*** Fragmento para leer ***

¡Dio ti mantenga signore!, o sobre los comitentes

El Renacimiento fue un periodo próspero para el arte, debido a las circunstancias políticas, económicas y sociales en que se hallaba Europa, principalmente Italia. Las guerras territoriales, el desarrollo del comercio y el acceso de mercaderes, banqueros y condottieros a los círculos del poder, generaron una nueva clase social que, además de los monarcas y la Iglesia, empezó a encargar obras de arte con las que creó un nuevo lenguaje visual para legitimar su posición.

ANDREA MANTEGNA. Camera picta (detalle), 1465-1474. Palacio ducal, Mantua

La recuperación de la Antigüedad y el naturalismo, que comenzó a despuntar en el Trecento italiano de la mano de Giotto o de los Pisano en el terreno plástico, o de Dante, Boccaccio y Petrarca en el literario, cristalizó en el Quattrocento por parte de una aristocracia rica e ilustrada, que marcó una independencia intelectual con respecto al saber que se había desarrollado hasta entonces en los monasterios y las universidades.

*** Material proporcionado ***

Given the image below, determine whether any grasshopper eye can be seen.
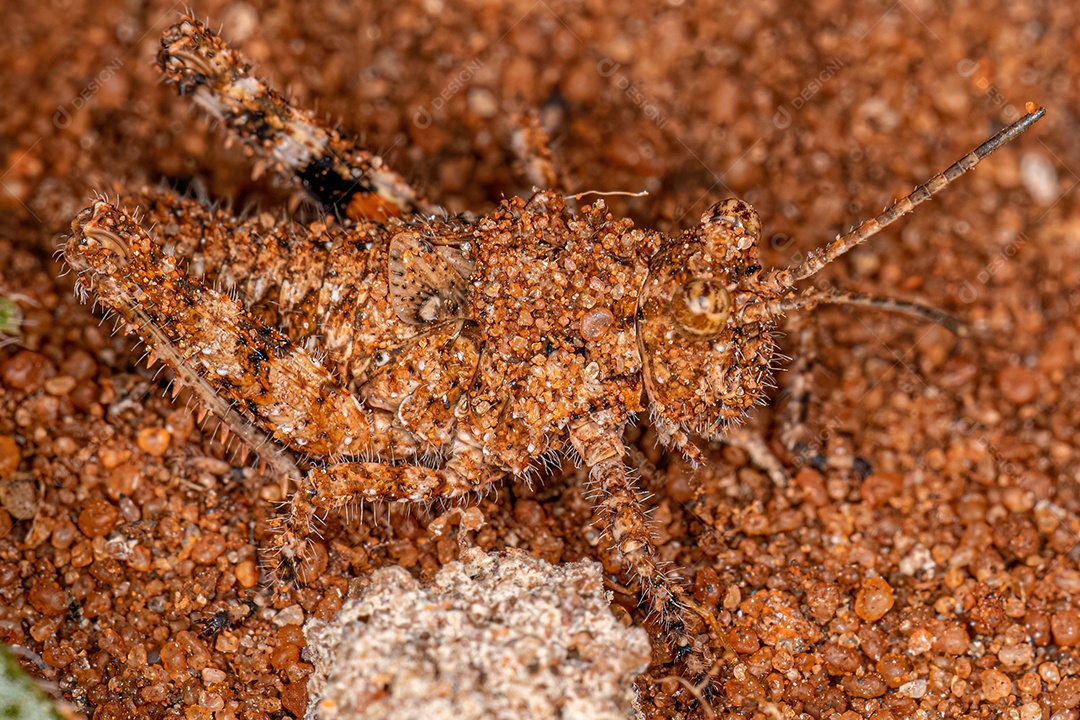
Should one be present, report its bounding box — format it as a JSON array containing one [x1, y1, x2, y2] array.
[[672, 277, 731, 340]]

***
*** Material proporcionado ***

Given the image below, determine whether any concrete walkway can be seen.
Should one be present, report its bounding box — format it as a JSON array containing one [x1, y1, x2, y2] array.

***
*** Material proporcionado ***

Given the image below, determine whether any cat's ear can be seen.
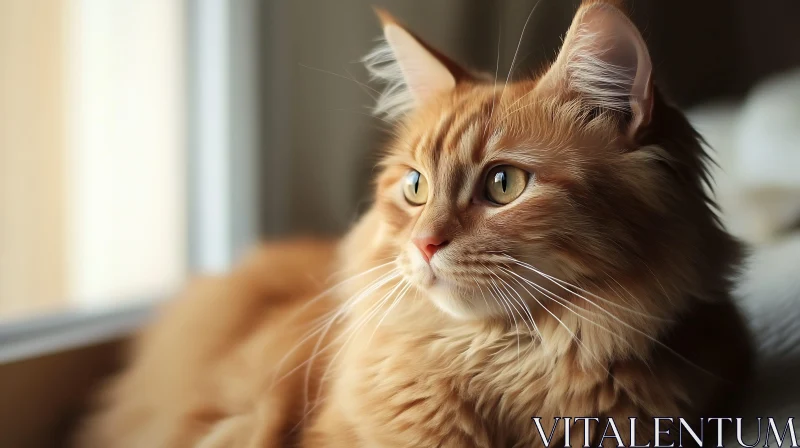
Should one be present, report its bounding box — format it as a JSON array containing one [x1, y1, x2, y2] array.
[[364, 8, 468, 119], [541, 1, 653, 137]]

***

◆ **Tu objetivo**
Cita, por favor, el fragmento completo tal cual aparece, sin cambiar nada. Los registros no tienen relación con el fragmento.

◆ **Solución del ejercicio**
¡Dio ti mantenga signore!, o sobre los comitentes

El Renacimiento fue un periodo próspero para el arte, debido a las circunstancias políticas, económicas y sociales en que se hallaba Europa, principalmente Italia. Las guerras territoriales, el desarrollo del comercio y el acceso de mercaderes, banqueros y condottieros a los círculos del poder, generaron una nueva clase social que, además de los monarcas y la Iglesia, empezó a encargar obras de arte con las que creó un nuevo lenguaje visual para legitimar su posición.

ANDREA MANTEGNA. Camera picta (detalle), 1465-1474. Palacio ducal, Mantua

La recuperación de la Antigüedad y el naturalismo, que comenzó a despuntar en el Trecento italiano de la mano de Giotto o de los Pisano en el terreno plástico, o de Dante, Boccaccio y Petrarca en el literario, cristalizó en el Quattrocento por parte de una aristocracia rica e ilustrada, que marcó una independencia intelectual con respecto al saber que se había desarrollado hasta entonces en los monasterios y las universidades.